TEXT PROVIDED:

§ §

State v. American Federation of State, County, and Municipal Employees, Council 31
2014 IL App (1st) 130262
Ill. App. Ct.2014Background
- CMS and AFSCME entered a four-year CBA in 2008 with scheduled wage increases.
- CSAs in 2010 deferred wages and sought budgetary savings; mediation produced a January 26, 2010 resolution.
- Further CSAs in 2010-2011 continued deferrals, furloughs, and cost reductions; AFSCME ratified.
- May 2011 budget appropriations partially funded the CBA/CSAs; CMS froze pay for 14 agencies due to insufficiencies while others paid.
- July 2011 Benn awarded that State must pay the deferred wages; State sought to vacate; court proceedings ensued; parties reached interim agreements; State ultimately paid; issue on appeal to confirm or vacate remains.
Issues
| Issue | Plaintiff's Argument | Defendant's Argument | Held |
|---|---|---|---|
| Does Benn’s award draw its essence from the CBA/CSAs? | State argues award misreads the Act and policy. | AFSCME contends award derivable from CBA/CSAs with enforceable contract terms. | Yes; award drew its essence from the CBA/CSAs. |
| Does the Act/appropriation power void the award as contrary to public policy? | State contends appropriation power vitiates obligations under CBA/CSAs. | AFSCME maintains multiyear contracts are enforceable despite funding gaps. | No; award consistent with public policy favoring enforceable multiyear contracts. |
| Does 5 ILCS 315/21 permit the General Assembly to defeat contractual obligations by lack of appropriation? | State claims CBA/CSAs must be subject to appropriation. | Union argues contract promises survive absent explicit contingent language. | No; statute does not render CBA subject to generalized appropriation power. |
| Was the trial court’s partial vacation of the award proper? | State argues public policy requires withholding some payments. | AFSCME argues award draws essence and should be confirmed. | Incorrect; court should not have vacated; award should be confirmed. |
| Is the appeal moot after payments were made? | State contends mootness; actions completed. | AFSCME argues mootness not applicable to correctness of decision. | Mootness not foreclosing jurisdiction; court proceeded to decide on merits. |
Key Cases Cited
- AFSCME v. CMS, 173 Ill. 2d 299 (Ill. 1996) (arbitrator must draw essence from the contract; courts review for public policy)

§ §

COLLECTED DATA:
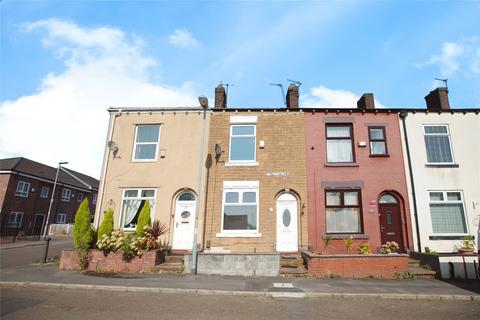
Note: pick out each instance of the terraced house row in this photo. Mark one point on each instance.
(258, 182)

§ §

PROBLEM REQUIREMENTS:
Copy the case summary from "- Further CSAs" through "while others paid.", switching "furloughs" to "layoffs".

WRITTEN RESPONSE:
- Further CSAs in 2010-2011 continued deferrals, layoffs, and cost reductions; AFSCME ratified.
- May 2011 budget appropriations partially funded the CBA/CSAs; CMS froze pay for 14 agencies due to insufficiencies while others paid.